## [Short task]
Reproduce the passage from the sheepdog recovery patch below, starting with "Tue May 22 04:51:01" and going on through "scheduler in is_recovering_oid()".

## [Text extract]
* Start *
[sheepdog] [PATCH 1/8] use rbtree to replace the priority scheduler in recovery

Tue May 22 04:51:01 CEST 2012

From: levin li <xingke.lwp at taobao.com>

When IO request comes for an object in recovery, we put it
into the priority rbtree, during the recovery, we make sheep
recover the objects in the rbtree firstly, it's more efficient
than the scheduler in is_recovering_oid()

Signed-off-by: levin li <xingke.lwp at taobao.com>
---
 sheep/recovery.c   |  149 +++++++++++++++++++++++++++++++++++++++-------------
 sheep/sdnet.c      |    2 +-
 sheep/sheep_priv.h |    2 +-
 3 files changed, 114 insertions(+), 39 deletions(-)

diff --git a/sheep/recovery.c b/sheep/recovery.c
index 55bb122..8c083c7 100644
--- a/sheep/recovery.c
+++ b/sheep/recovery.c
@@ -37,6 +37,11 @@ struct recovery_work {
 	int count;
 	uint64_t *oids;
 
+	uint64_t oid_to_recovery;
+
+	struct rb_root prior_tree;
+	int prior_count;
+
 	int old_nr_nodes;
 	struct sd_node old_nodes[SD_MAX_NODES];
 	int cur_nr_nodes;
@@ -47,9 +52,61 @@ struct recovery_work {
 	struct sd_vnode cur_vnodes[SD_MAX_VNODES];
 };
 
+
+struct object_rb_entry {
+	uint64_t oid;
+	struct rb_node node;
+};
+
 static struct recovery_work *next_rw;
 static struct recovery_work *recovering_work;
 
+static struct object_rb_entry *prior_rb_tree_insert(struct rb_root *root,
+			struct object_rb_entry *new)
+{
+	struct rb_node **p = &root->rb_node;
+	struct rb_node *parent = NULL;
+	struct object_rb_entry *entry;
+
+	while (*p) {
+		parent = *p;
+		entry = rb_entry(parent, struct object_rb_entry, node);
+
+		if (new->oid < entry->oid)
* End *
## [Supplied information]
* Start *
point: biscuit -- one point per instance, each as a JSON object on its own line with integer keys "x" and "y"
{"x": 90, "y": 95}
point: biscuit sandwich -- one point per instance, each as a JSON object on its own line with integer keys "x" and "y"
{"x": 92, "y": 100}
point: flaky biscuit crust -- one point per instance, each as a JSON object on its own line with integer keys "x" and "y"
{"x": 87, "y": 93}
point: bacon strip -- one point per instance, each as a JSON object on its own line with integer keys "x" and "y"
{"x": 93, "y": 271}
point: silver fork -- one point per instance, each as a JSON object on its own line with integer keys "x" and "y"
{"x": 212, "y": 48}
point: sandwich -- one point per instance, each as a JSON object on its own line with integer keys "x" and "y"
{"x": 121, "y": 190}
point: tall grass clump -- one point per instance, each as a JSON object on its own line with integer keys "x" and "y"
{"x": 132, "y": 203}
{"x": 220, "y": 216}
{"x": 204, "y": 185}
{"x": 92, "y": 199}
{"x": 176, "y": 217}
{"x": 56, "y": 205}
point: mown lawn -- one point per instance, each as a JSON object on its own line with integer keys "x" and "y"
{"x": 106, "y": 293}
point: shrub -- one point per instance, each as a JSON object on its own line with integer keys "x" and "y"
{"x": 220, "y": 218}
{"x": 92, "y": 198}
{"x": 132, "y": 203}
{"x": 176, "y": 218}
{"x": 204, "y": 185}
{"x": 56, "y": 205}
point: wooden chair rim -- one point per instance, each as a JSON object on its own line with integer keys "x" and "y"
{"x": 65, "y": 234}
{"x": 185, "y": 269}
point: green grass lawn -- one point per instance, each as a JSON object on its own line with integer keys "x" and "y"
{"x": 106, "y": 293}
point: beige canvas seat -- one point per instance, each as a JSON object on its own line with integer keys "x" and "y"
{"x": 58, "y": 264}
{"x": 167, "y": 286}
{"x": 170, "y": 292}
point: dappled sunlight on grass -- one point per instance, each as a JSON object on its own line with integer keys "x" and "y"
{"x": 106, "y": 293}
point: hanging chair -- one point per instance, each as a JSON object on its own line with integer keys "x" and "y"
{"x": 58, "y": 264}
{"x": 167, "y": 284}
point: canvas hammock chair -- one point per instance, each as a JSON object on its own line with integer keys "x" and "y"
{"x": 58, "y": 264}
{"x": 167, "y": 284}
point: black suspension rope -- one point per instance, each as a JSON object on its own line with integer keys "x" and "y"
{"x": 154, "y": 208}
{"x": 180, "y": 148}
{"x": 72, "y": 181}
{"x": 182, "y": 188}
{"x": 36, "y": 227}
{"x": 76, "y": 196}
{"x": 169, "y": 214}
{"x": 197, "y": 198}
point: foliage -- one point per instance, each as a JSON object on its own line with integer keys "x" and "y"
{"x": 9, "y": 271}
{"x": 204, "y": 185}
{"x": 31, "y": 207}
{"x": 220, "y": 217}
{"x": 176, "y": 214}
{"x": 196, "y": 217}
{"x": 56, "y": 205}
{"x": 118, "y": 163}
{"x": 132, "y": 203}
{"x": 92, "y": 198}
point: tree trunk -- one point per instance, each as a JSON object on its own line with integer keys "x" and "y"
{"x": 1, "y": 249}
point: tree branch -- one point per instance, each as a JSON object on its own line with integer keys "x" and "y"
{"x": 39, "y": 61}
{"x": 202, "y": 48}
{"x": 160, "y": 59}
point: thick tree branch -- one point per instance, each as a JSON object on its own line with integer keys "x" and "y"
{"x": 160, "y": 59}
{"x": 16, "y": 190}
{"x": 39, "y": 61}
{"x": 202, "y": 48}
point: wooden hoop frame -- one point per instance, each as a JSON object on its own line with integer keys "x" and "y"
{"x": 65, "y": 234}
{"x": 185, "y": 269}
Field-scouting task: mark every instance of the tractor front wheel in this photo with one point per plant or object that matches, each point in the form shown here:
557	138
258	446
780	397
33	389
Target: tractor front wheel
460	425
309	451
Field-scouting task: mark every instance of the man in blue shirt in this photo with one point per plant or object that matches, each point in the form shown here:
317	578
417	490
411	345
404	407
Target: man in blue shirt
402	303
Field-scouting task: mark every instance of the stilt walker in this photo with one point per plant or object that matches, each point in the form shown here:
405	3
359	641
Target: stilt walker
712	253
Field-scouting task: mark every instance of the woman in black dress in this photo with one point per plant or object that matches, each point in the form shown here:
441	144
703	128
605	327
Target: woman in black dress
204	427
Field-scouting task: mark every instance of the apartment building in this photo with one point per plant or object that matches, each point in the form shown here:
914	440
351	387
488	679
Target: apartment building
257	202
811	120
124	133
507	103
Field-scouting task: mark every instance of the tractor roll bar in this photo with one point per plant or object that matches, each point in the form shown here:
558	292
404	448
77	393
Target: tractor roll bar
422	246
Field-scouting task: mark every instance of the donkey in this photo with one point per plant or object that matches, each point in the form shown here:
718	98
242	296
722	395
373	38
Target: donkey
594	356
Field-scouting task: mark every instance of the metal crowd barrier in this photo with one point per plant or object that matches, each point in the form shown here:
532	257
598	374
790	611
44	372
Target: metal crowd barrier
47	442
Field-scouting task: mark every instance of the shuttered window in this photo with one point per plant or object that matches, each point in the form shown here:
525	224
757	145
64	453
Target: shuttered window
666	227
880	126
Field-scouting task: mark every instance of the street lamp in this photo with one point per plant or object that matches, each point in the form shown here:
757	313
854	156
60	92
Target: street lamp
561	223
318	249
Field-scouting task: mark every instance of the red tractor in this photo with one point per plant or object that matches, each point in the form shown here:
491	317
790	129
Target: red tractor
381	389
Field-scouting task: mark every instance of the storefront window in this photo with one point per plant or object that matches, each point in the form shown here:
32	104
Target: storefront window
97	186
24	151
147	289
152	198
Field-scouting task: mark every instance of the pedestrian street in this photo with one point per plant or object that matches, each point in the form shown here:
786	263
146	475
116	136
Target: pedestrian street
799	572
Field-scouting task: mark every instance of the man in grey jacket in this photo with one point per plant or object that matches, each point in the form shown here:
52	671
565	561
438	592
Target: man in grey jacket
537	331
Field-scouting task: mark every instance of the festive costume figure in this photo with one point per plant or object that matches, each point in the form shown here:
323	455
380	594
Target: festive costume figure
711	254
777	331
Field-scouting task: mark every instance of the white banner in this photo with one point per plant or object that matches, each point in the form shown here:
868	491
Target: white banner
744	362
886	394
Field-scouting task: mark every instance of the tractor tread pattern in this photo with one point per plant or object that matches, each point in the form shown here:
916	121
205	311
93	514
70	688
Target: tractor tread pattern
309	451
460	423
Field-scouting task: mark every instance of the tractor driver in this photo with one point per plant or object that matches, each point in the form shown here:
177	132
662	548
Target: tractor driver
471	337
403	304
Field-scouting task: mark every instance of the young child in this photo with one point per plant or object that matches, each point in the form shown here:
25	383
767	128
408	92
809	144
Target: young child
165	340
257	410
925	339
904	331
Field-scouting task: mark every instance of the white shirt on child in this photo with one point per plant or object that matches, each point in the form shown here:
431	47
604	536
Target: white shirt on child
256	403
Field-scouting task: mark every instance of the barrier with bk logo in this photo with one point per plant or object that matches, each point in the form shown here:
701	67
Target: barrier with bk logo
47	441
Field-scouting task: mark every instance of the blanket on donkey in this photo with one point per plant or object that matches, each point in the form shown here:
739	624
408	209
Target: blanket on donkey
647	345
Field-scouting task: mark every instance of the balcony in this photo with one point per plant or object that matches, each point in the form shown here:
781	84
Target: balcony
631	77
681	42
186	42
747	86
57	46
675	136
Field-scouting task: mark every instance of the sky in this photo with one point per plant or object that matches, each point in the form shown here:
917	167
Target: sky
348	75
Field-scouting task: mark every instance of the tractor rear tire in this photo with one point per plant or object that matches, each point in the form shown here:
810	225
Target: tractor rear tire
* End *
## [Solution for this task]
Tue May 22 04:51:01 CEST 2012

From: levin li <xingke.lwp at taobao.com>

When IO request comes for an object in recovery, we put it
into the priority rbtree, during the recovery, we make sheep
recover the objects in the rbtree firstly, it's more efficient
than the scheduler in is_recovering_oid()